Input for this task ::
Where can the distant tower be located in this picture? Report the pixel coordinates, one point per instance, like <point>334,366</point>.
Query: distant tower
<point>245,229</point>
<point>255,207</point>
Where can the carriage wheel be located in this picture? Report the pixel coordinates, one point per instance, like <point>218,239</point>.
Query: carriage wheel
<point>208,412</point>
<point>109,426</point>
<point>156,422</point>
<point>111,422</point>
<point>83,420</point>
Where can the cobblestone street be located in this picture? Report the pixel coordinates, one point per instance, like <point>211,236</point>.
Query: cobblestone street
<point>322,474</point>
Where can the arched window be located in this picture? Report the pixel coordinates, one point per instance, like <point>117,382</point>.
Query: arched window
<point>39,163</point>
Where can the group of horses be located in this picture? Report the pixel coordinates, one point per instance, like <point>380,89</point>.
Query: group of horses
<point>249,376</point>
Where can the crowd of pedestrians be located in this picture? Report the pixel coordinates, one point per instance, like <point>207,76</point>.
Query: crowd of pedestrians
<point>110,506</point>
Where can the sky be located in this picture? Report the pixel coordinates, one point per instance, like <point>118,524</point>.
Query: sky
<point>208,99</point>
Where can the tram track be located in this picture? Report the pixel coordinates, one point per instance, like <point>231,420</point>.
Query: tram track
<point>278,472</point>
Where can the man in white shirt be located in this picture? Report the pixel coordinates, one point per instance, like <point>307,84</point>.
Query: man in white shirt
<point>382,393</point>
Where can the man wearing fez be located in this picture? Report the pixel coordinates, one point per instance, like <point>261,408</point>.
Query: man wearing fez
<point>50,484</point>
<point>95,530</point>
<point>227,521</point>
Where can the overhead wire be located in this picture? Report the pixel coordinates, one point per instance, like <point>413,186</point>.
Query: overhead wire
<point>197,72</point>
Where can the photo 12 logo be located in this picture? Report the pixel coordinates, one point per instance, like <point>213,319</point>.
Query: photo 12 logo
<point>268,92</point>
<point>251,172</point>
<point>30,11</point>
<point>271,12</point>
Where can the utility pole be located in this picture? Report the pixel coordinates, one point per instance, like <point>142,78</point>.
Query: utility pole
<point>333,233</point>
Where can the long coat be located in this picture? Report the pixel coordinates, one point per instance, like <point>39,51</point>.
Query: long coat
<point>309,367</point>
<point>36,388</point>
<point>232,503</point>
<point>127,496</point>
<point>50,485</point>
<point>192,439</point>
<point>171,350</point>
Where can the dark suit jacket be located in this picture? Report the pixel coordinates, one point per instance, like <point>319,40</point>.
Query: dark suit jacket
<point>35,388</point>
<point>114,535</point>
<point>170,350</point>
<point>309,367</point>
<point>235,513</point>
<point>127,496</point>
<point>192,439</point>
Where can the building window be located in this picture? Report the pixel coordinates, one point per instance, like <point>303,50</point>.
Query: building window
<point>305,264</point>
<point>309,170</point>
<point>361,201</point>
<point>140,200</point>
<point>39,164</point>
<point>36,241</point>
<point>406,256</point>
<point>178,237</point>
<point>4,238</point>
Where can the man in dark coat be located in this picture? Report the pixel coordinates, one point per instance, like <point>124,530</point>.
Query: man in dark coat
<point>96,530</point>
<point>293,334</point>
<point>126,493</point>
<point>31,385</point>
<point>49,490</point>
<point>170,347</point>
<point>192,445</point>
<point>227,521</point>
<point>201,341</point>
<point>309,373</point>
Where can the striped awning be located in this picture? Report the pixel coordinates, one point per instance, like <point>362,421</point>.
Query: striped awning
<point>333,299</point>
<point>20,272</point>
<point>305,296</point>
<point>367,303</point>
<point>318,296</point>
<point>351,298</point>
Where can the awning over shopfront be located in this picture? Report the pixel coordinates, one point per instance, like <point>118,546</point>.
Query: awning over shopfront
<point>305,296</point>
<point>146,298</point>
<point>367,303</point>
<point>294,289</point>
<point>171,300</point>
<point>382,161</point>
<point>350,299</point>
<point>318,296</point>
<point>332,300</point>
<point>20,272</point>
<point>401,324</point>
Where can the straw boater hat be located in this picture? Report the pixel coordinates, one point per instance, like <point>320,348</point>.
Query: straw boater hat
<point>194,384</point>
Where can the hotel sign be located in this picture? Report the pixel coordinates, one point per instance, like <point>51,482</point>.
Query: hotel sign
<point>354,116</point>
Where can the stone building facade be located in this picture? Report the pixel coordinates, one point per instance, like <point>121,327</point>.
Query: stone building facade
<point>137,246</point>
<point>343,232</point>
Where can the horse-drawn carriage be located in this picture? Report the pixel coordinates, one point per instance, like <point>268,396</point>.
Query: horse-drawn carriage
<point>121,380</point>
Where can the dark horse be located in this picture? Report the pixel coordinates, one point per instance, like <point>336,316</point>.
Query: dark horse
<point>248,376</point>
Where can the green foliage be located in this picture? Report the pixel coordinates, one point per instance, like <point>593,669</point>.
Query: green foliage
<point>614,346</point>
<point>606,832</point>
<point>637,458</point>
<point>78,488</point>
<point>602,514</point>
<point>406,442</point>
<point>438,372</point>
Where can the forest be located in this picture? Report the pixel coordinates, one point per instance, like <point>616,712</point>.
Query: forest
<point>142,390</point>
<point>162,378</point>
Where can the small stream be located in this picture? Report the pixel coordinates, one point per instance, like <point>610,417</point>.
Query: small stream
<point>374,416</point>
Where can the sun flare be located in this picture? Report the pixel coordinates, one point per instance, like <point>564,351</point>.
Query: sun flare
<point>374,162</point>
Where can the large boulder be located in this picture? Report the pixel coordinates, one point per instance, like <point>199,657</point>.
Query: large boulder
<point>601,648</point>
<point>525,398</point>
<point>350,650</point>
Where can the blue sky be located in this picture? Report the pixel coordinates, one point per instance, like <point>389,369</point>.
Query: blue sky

To be done :: Please rewrite the stretch from the line containing "Where can the arched" through the line containing "<point>249,376</point>", renaming "horses" to "ponies" and keeping everything else unchanged.

Full answer ::
Where can the arched window be located in this picture? Report the pixel coordinates, one point per instance, like <point>117,382</point>.
Query: arched window
<point>39,163</point>
Where can the group of ponies be located in this picture? Report the pixel coordinates, one point per instance, like <point>380,89</point>.
Query: group of ponies
<point>249,376</point>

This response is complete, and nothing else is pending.